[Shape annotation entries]

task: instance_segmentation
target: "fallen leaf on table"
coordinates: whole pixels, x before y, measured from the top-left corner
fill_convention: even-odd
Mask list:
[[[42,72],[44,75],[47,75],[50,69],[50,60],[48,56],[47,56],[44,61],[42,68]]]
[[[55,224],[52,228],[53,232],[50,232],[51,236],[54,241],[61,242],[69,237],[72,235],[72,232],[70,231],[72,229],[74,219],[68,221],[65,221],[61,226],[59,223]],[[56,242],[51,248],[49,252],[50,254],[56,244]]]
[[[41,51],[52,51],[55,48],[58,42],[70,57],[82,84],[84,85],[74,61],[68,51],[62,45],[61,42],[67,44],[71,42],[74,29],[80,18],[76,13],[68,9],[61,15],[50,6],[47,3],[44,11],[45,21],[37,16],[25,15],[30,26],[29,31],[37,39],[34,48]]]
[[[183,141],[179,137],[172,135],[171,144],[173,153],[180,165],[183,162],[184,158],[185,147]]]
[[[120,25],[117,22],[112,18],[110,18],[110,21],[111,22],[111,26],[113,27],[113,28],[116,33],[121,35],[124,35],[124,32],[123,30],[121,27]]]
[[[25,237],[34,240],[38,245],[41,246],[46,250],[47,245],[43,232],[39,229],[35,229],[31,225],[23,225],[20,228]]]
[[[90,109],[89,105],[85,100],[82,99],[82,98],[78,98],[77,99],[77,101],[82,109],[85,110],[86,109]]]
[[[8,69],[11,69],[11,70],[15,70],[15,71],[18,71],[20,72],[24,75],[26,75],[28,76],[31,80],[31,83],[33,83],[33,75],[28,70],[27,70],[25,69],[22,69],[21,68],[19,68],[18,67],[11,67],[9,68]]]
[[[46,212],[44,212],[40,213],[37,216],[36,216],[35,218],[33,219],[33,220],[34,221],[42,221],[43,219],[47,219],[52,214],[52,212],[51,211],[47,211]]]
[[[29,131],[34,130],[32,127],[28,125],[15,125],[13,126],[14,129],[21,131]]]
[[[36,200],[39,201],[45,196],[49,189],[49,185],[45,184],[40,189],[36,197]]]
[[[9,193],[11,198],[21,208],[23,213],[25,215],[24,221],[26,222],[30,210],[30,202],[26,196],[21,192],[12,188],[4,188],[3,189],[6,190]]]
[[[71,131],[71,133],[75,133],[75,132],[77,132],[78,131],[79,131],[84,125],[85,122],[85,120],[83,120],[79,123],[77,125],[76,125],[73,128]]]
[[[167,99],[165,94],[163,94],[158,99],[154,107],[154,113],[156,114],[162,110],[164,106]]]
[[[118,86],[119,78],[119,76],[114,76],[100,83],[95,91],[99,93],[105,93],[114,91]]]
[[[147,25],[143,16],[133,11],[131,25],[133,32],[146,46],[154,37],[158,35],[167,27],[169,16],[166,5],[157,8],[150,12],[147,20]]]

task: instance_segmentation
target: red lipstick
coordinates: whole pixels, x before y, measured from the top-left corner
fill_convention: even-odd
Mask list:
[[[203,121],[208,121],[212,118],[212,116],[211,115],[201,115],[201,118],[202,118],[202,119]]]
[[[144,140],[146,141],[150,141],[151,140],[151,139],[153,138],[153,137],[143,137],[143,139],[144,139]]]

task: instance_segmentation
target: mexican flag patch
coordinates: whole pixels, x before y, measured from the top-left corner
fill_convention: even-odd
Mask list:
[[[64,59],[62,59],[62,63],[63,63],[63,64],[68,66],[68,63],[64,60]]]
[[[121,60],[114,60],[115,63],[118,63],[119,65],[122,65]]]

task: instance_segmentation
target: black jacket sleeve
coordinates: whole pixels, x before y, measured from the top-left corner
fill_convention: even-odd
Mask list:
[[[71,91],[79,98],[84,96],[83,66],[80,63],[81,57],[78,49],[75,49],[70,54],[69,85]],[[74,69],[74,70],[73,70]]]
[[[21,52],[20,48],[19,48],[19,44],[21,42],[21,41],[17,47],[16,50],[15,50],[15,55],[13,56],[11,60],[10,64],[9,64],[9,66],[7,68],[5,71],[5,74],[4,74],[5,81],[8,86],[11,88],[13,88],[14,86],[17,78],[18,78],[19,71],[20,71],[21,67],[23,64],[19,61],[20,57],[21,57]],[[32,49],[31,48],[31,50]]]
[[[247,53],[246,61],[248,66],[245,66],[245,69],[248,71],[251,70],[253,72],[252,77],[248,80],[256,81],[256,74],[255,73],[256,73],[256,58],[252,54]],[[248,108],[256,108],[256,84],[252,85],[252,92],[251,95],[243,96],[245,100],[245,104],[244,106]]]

> _Written exercise_: Set down all of the entries exactly, please.

> _Result for this exercise_:
task: instance_segmentation
target: "fallen leaf on table"
coordinates: whole pixels, x before y, measured from the top-left corner
fill_convention: even-odd
Mask list:
[[[42,72],[44,75],[47,75],[50,69],[50,60],[48,56],[47,56],[44,61],[42,68]]]
[[[55,224],[52,228],[53,232],[50,232],[51,236],[54,241],[61,242],[69,237],[72,235],[72,232],[70,231],[72,229],[74,219],[68,221],[65,221],[61,226],[59,223]],[[56,242],[51,248],[49,252],[50,254],[56,244]]]
[[[41,51],[52,51],[55,48],[58,42],[70,57],[82,84],[84,85],[74,61],[68,51],[62,45],[61,42],[67,44],[71,42],[74,29],[80,18],[76,13],[68,9],[61,15],[50,6],[47,3],[44,11],[45,21],[37,16],[25,15],[30,26],[29,31],[37,39],[34,48]]]
[[[183,141],[179,137],[172,135],[171,144],[173,153],[180,165],[183,162],[184,158],[185,147]]]
[[[120,25],[117,22],[112,18],[110,18],[110,21],[111,22],[111,26],[113,27],[113,28],[116,33],[121,35],[124,35],[124,32],[123,30],[121,27]]]
[[[25,237],[34,240],[38,245],[41,246],[46,250],[47,245],[43,232],[39,229],[35,229],[31,225],[23,225],[20,228]]]
[[[90,109],[89,105],[85,100],[82,99],[82,98],[78,98],[77,99],[77,101],[82,109],[85,110],[86,109]]]
[[[8,69],[11,69],[11,70],[15,70],[15,71],[18,71],[20,72],[24,75],[26,75],[28,76],[31,80],[31,83],[33,83],[33,75],[28,70],[27,70],[25,69],[22,69],[21,68],[19,68],[18,67],[11,67],[9,68]]]
[[[46,212],[44,212],[40,213],[37,216],[36,216],[35,218],[33,219],[33,220],[34,221],[42,221],[43,219],[47,219],[52,214],[52,212],[51,211],[47,211]]]
[[[29,131],[34,130],[32,127],[28,125],[15,125],[13,126],[14,129],[21,131]]]
[[[36,200],[39,201],[45,196],[49,189],[49,185],[45,184],[40,189],[36,197]]]
[[[9,193],[11,198],[21,208],[23,213],[25,215],[24,221],[26,222],[30,210],[30,202],[26,196],[21,192],[12,188],[4,188],[3,189],[6,190]]]
[[[71,131],[71,133],[75,133],[75,132],[77,132],[78,131],[79,131],[84,125],[85,122],[85,120],[83,120],[79,123],[77,125],[76,125],[73,128]]]
[[[167,99],[165,94],[163,94],[158,99],[154,107],[154,113],[156,114],[162,110],[164,106]]]
[[[118,86],[119,78],[119,76],[114,76],[100,83],[95,91],[99,93],[105,93],[114,91]]]
[[[147,25],[143,16],[133,11],[131,25],[133,32],[146,46],[154,37],[158,35],[167,27],[169,16],[166,5],[157,8],[150,12],[147,20]]]

task: instance_segmentation
target: red lipstick
coordinates: whole pixels, x before y, measured from the top-left corner
fill_convention: even-odd
Mask list:
[[[203,121],[208,121],[212,118],[212,116],[211,115],[201,115],[201,118],[202,118],[202,119]]]
[[[144,140],[146,141],[150,141],[151,140],[151,139],[153,138],[153,137],[143,137],[143,139],[144,139]]]

task: instance_segmentation
target: mexican flag patch
coordinates: whole pixels, x before y, measured from the top-left corner
fill_convention: even-odd
Mask list:
[[[64,59],[62,59],[62,63],[63,63],[63,64],[68,66],[68,63],[64,60]]]
[[[121,60],[114,60],[115,63],[118,63],[119,65],[122,65]]]

task: instance_segmentation
target: black jacket sleeve
coordinates: whole pixels, x before y, measured from the top-left corner
fill_convention: even-odd
Mask list:
[[[71,91],[79,98],[84,96],[83,66],[80,63],[81,57],[78,49],[75,49],[70,54],[69,85]],[[74,69],[74,70],[73,70]]]
[[[21,52],[20,48],[19,48],[19,44],[21,42],[21,41],[17,47],[16,50],[15,50],[15,55],[13,56],[11,60],[10,64],[9,64],[9,66],[7,68],[5,71],[5,74],[4,74],[5,81],[8,86],[11,88],[13,88],[14,86],[17,78],[18,78],[19,71],[20,71],[21,67],[23,64],[19,61],[20,57],[21,57]],[[32,49],[31,48],[31,50]]]
[[[247,53],[246,61],[248,66],[245,66],[245,69],[248,71],[251,70],[253,72],[252,77],[248,80],[256,81],[256,74],[255,73],[256,73],[256,58],[252,54]],[[248,108],[256,108],[256,84],[252,85],[252,92],[251,95],[243,96],[245,100],[245,104],[244,106]]]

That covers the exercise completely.